Texto fornecido:
---------------
É este processo de abstração, ou afastamento da consciência de seu estado normal para outros estados de percepção fora do reino físico, que pode ser considerado como o elo de ligação entre sono, sonho e morte e como base da continuidade da consciência. Até aqui mencionamos e elaboramos dois aspectos da existência: o da forma e o da consciência – somos nossa própria identidade física e entretanto somos conscientes de muitos tipos de ambientes que nos rodeiam – por exemplo, nossa natureza física, nossa natureza emocional e nossa natureza mental. Há um terceiro aspecto, da vida, que capacita a forma e as diversas esferas de consciência a existirem, e que é a diferença entre sonhar/dormir e morrer. Durante o sono, nossos corpos físicos são mantidos em existência no mundo, enquanto nossa consciência é abstraída para outras áreas de percepção. É na morte que vida e consciência são retiradas do corpo físico, de forma que a pessoa que “passou para o outro lado” (para outras esferas de percepção) está, na realidade, viva mas agora com o aspecto vida “ancorado” num corpo de percepção que não o corpo físico.

Alice Bailey tem as seguintes palavras animadoras: Será impossível conceber-se um tempo em que o ato de morrer seja um triunfante final da vida? Será impossível visualizar o tempo em que as horas gastas no leito de morte possam ser apenas um glorioso prelúdio para uma saída consciente? ... Não poderão vocês visualizar o tempo em que em vez de lágrimas e medo e a recusa de aceitar o inevitável, a pessoa que está por morrer e seus amigos combinassem mutuamente a hora e que nada, a não ser a felicidade, caracterizasse a passagem? Que nas mentes daqueles deixados para trás o pensamento da tristeza não entre, e que os leitos mortuários venham a ser considerados como ocasiões mais felizes do que os nascimentos e casamentos? (Idem)

Pode dizer-se que a humanidade caminha para o domínio de sua natureza subjetiva, da mesma forma que dominou sua inteligência e atividade meramente física (embora não os valores que motivam uma atividade mais iluminada). Este processo interno de domínio está lentamente se tornando aparente através dos novos valores que estão emergindo. Seguramente, isto conduzirá a um incremento do sonho consciente e a uma ciência que tornará possível a mais e mais pessoas passarem pelo portão da morte com serenidade, conscientes e com alegria.

Quando a humanidade retirar sua visão do mundo da forma e deixar de se identificar exclusivamente com ele e sua natureza e valores materiais, em vez disto enfocar sua visão no mundo da consciência, identificando-se com ele, com seus valores mais inclusivos e potencialmente em expansão, dará os primeiros passos para descobrir seu ser e fonte interior, cuja natureza é unidade e comunicação sem limitações. O mundo da consciência questiona nossos valores materiais e, certamente, toda a vida mental que a humanidade construiu a respeito da vida e da realidade, podendo assim, liberar a mente humana das suas atuais limitações coercivas. Quando o maior número de seres humanos sustentar o fato de que a forma é uma expressão da consciência e uma qualidade subjetiva emergente, estaremos bem a caminho para encontrar a chave da transformação mundial, porque isto deve emergir de uma mudança na consciência. Esta é uma grande realização para a qual a humanidade está avançando com segurança. Podemos, todos, explorar nossa consciência conscientemente e com interesse, literalmente abrindo uma nova e viva realidade como um campo para descobrimentos e criatividade.
---------------
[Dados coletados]

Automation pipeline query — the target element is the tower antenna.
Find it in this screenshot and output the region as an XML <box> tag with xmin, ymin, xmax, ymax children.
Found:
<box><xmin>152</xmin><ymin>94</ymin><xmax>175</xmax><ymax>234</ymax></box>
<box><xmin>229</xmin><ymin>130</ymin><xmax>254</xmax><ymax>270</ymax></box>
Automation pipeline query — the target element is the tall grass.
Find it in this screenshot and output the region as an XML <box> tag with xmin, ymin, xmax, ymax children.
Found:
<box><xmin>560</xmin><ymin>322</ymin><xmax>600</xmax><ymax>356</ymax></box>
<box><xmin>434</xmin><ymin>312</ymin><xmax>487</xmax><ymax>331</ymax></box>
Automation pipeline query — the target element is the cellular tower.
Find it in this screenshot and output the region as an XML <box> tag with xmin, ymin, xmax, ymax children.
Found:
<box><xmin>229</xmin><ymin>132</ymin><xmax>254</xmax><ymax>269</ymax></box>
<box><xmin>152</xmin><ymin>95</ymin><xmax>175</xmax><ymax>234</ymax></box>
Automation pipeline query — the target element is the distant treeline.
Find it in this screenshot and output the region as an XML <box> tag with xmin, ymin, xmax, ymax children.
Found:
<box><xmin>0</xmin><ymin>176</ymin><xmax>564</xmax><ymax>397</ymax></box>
---------------
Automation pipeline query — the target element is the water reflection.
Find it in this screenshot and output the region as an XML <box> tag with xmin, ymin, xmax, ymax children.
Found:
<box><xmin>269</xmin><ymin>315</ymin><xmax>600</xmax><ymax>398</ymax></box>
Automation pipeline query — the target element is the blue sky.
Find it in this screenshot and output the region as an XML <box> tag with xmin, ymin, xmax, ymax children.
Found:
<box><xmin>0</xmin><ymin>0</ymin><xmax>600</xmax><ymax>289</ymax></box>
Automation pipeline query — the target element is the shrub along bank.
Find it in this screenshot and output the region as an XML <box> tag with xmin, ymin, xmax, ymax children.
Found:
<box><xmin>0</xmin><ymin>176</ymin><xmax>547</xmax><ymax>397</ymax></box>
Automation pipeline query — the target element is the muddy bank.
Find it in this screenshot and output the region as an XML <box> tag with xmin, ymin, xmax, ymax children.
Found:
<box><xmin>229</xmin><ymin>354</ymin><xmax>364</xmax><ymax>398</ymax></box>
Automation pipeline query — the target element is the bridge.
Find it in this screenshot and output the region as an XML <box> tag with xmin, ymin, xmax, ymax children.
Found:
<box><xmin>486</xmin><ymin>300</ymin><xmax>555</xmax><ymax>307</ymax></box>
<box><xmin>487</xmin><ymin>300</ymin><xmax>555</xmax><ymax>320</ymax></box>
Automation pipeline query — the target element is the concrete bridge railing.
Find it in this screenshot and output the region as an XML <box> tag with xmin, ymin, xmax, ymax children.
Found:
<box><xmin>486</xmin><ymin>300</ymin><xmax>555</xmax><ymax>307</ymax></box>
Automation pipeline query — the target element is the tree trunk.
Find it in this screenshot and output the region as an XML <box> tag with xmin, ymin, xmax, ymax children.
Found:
---------------
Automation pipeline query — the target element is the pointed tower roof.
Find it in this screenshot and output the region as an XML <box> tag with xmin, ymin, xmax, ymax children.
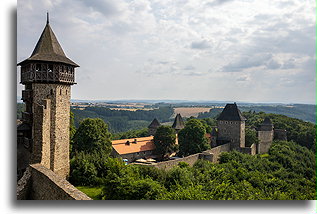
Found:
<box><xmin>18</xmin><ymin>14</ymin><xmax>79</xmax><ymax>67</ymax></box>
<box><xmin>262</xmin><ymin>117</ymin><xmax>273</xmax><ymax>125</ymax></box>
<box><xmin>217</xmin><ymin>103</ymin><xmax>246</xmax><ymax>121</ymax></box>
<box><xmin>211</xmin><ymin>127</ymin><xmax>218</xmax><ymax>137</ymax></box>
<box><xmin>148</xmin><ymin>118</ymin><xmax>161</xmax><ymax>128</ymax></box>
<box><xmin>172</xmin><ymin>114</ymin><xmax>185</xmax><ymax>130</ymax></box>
---------------
Problemas a resolver:
1. Segundo o texto, qual é o terceiro aspecto da existência, além da forma e da consciência?
2. Reescreva o trecho do texto entre "Alice Bailey tem" e "e casamentos? (Idem)", inclusive, atualizando "casamentos" para "aniversários".
Os itens não têm nenhum papel nesta atividade.

Respostas:
1. A vida.

2.
Alice Bailey tem as seguintes palavras animadoras: Será impossível conceber-se um tempo em que o ato de morrer seja um triunfante final da vida? Será impossível visualizar o tempo em que as horas gastas no leito de morte possam ser apenas um glorioso prelúdio para uma saída consciente? ... Não poderão vocês visualizar o tempo em que em vez de lágrimas e medo e a recusa de aceitar o inevitável, a pessoa que está por morrer e seus amigos combinassem mutuamente a hora e que nada, a não ser a felicidade, caracterizasse a passagem? Que nas mentes daqueles deixados para trás o pensamento da tristeza não entre, e que os leitos mortuários venham a ser considerados como ocasiões mais felizes do que os nascimentos e aniversários? (Idem)